Find the word "black" in the data. Return every line where it appears.
Information section start
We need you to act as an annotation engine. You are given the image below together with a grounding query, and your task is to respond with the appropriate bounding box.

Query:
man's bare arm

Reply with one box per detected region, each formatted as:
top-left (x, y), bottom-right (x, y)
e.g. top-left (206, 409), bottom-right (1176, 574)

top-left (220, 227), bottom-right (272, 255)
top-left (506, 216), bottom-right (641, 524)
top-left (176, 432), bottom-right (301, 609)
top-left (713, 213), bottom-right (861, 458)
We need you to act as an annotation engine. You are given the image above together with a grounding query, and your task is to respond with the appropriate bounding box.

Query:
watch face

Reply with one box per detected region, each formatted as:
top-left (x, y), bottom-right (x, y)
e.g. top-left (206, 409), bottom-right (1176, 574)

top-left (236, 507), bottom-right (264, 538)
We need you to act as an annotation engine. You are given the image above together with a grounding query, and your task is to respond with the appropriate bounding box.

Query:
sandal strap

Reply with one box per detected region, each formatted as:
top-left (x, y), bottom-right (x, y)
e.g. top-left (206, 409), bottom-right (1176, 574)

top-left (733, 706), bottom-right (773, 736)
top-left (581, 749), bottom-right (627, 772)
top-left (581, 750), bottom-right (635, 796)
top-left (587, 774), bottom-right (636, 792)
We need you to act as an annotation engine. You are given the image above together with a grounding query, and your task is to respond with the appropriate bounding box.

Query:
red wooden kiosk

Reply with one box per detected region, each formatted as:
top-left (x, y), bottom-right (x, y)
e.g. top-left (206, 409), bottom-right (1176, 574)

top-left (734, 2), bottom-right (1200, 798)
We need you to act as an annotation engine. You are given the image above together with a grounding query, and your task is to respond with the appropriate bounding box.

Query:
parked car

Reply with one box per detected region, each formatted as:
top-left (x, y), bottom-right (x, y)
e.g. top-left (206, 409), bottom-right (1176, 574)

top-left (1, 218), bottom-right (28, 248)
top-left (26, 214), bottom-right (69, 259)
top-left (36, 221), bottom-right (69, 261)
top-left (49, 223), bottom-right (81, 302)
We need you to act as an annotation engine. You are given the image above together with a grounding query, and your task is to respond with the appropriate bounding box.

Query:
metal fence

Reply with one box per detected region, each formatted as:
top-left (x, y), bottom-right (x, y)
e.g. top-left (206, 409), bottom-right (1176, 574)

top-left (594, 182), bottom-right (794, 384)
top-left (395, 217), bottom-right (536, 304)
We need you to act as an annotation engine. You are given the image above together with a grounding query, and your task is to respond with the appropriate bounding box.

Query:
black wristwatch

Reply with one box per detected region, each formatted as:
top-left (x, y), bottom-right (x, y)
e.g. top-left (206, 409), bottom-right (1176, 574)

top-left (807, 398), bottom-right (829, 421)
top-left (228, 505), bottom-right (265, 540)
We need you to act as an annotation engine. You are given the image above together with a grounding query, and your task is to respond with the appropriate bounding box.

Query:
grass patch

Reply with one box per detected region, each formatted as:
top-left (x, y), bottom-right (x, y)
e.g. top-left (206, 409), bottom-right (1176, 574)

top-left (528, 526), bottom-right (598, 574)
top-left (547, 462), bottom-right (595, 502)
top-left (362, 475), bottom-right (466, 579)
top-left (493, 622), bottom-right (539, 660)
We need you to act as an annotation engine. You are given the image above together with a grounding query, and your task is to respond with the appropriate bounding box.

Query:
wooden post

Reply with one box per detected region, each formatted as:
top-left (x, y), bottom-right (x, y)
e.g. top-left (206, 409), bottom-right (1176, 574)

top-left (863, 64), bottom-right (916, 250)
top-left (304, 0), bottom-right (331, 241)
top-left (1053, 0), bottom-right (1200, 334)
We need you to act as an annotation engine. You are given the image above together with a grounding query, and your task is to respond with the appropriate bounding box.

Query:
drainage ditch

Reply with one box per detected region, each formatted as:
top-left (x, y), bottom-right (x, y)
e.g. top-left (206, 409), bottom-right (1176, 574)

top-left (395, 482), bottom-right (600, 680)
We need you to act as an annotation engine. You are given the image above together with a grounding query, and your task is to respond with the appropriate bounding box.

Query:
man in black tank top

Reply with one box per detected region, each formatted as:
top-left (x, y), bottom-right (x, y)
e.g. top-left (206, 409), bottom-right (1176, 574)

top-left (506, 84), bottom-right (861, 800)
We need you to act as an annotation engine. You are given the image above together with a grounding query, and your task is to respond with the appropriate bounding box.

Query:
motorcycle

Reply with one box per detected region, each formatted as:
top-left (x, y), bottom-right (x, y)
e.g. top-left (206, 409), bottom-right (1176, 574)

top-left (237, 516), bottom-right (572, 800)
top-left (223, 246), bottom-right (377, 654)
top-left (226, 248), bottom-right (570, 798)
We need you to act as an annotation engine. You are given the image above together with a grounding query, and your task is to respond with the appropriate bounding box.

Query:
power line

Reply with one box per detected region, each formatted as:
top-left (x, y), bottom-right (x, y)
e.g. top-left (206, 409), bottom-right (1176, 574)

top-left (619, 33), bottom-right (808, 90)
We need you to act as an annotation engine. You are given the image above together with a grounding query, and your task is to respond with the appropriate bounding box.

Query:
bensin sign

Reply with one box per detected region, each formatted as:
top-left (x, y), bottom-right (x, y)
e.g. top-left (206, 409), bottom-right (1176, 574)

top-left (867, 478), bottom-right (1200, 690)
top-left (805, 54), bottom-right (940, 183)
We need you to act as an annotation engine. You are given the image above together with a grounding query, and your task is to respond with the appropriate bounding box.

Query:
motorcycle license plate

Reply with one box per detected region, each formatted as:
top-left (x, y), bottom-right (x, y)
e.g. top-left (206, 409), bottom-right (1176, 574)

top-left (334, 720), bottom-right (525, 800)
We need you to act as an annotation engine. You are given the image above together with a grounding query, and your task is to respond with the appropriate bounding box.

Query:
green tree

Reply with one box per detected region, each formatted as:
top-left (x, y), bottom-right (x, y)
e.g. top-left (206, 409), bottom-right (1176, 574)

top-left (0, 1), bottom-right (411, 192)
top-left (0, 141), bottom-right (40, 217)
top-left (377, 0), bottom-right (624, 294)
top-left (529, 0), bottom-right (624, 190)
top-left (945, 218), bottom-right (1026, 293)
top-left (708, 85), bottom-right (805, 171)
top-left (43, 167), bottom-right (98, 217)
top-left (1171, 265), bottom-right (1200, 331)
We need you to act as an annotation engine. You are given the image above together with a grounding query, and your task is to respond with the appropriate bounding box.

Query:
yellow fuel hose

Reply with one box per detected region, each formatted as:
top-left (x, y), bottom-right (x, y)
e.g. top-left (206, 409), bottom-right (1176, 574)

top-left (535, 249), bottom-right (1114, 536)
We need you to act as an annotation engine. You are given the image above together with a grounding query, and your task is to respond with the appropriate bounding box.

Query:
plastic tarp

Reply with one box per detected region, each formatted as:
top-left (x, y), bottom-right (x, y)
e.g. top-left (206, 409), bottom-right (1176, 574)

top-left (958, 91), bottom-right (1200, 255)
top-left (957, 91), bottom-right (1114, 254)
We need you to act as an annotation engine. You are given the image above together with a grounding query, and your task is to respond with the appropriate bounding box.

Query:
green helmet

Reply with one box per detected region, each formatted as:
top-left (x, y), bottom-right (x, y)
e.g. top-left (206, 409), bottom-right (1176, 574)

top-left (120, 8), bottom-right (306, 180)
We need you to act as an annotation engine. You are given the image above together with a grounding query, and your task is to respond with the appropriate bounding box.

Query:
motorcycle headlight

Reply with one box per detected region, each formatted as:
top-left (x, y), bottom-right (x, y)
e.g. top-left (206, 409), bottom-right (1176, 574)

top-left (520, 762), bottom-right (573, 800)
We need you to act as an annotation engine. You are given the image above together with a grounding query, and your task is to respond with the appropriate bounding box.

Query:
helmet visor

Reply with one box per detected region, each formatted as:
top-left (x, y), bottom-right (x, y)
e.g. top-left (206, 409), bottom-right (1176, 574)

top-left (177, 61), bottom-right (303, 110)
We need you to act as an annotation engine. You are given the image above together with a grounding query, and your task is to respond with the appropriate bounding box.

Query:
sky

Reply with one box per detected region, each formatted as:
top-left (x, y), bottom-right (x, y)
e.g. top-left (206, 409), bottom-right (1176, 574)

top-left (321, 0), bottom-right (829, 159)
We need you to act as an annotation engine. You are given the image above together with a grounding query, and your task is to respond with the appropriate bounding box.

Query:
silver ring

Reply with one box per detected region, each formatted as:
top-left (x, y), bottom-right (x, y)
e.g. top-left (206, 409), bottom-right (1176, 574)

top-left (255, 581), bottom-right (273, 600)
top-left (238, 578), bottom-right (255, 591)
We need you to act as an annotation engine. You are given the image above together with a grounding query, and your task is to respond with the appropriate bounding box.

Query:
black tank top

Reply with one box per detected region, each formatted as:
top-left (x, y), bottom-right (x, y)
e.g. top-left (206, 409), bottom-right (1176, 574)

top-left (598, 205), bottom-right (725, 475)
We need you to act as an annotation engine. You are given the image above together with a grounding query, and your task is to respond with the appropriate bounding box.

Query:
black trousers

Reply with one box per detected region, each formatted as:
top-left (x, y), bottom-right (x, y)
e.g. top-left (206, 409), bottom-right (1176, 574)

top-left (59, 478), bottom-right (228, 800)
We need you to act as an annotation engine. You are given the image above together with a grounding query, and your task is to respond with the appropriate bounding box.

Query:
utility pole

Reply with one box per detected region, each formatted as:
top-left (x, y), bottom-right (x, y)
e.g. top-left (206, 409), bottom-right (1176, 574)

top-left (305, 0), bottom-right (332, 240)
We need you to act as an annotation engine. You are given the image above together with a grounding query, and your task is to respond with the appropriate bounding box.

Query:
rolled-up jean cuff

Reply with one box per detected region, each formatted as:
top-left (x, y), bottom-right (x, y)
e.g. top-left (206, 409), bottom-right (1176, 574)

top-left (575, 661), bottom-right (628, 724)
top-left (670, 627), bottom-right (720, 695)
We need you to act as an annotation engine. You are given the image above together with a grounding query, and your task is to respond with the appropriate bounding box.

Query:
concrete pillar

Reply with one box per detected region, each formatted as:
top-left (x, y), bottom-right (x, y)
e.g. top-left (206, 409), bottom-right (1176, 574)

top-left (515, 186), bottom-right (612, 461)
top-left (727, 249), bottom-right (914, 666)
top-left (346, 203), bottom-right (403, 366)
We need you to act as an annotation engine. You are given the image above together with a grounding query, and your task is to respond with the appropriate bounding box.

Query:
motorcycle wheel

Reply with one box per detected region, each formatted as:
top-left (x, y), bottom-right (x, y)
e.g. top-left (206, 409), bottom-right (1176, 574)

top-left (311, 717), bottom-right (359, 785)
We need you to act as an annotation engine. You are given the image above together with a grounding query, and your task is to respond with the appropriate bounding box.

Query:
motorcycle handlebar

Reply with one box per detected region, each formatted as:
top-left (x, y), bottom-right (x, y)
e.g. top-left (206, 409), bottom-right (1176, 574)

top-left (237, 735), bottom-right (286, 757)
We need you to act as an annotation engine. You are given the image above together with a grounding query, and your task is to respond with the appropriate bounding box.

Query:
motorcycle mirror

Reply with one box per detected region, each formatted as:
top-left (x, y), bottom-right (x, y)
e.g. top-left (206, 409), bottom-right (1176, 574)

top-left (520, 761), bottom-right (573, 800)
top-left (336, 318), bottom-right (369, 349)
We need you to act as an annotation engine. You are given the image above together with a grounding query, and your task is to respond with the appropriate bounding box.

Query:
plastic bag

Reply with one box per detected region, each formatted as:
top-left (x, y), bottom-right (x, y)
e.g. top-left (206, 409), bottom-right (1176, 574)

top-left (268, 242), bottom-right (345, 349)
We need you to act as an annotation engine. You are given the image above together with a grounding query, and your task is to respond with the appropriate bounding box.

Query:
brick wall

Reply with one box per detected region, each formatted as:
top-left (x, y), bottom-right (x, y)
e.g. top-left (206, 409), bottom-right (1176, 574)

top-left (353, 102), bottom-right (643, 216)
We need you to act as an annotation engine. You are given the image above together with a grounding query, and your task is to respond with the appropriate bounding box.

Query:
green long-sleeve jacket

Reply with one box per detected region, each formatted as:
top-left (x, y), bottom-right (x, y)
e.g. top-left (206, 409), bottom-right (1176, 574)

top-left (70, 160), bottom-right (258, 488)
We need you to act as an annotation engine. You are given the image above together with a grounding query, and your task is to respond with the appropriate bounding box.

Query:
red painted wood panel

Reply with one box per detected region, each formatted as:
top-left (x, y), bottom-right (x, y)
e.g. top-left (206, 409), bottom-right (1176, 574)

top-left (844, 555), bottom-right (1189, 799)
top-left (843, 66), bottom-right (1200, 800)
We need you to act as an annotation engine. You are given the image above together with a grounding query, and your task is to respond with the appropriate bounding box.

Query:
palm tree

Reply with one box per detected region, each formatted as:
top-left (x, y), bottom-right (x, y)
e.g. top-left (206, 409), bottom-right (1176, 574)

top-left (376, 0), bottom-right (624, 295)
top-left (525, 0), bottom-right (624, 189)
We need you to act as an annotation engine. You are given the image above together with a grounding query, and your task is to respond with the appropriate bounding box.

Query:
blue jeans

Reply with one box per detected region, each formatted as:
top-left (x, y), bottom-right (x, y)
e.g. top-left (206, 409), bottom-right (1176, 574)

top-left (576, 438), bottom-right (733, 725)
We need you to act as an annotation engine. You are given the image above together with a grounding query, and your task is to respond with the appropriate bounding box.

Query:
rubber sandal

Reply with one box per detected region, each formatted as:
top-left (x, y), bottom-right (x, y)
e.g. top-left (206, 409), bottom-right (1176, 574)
Information section end
## Written response
black wristwatch
man in black tank top
black tank top
black trousers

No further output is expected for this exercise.